[Opening Dataset records section]

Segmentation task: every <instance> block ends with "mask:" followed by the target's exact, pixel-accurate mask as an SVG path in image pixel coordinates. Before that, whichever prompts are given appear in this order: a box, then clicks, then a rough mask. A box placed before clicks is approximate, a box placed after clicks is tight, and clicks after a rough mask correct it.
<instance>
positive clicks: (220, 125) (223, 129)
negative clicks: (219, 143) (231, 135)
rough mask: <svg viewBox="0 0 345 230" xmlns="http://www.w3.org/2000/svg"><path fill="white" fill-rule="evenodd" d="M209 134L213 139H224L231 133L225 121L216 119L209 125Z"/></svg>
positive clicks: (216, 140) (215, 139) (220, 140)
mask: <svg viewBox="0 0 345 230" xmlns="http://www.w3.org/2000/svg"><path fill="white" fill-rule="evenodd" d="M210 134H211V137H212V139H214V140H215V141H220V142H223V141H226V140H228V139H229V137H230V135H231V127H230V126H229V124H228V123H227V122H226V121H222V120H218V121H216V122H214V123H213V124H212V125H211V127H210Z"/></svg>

[Closing Dataset records section]

:: Description of the task ::
Every entry must be repeated exactly; none may be skipped.

:: Answer box ::
Segmentation task: every <instance> block ends with "mask:" followed by the target's exact, pixel-accurate mask as an SVG path in image pixel coordinates. Before that, whichever prompts are given appear in this order: a box, then clicks, then a rough mask. A box placed before clicks is approximate, a box placed after clicks is tight, and clicks after a rough mask correct it.
<instance>
positive clicks: (220, 125) (223, 129)
negative clicks: (219, 143) (231, 135)
rough mask: <svg viewBox="0 0 345 230" xmlns="http://www.w3.org/2000/svg"><path fill="white" fill-rule="evenodd" d="M209 134L213 139H224L231 133L225 121L216 119L209 125Z"/></svg>
positive clicks: (216, 140) (215, 139) (220, 140)
mask: <svg viewBox="0 0 345 230" xmlns="http://www.w3.org/2000/svg"><path fill="white" fill-rule="evenodd" d="M210 134H211V137H212V139H214V140H215V141H220V142H223V141H226V140H228V139H229V137H230V135H231V127H230V126H229V124H228V123H227V122H226V121H222V120H218V121H216V122H214V123H213V124H212V125H211V127H210Z"/></svg>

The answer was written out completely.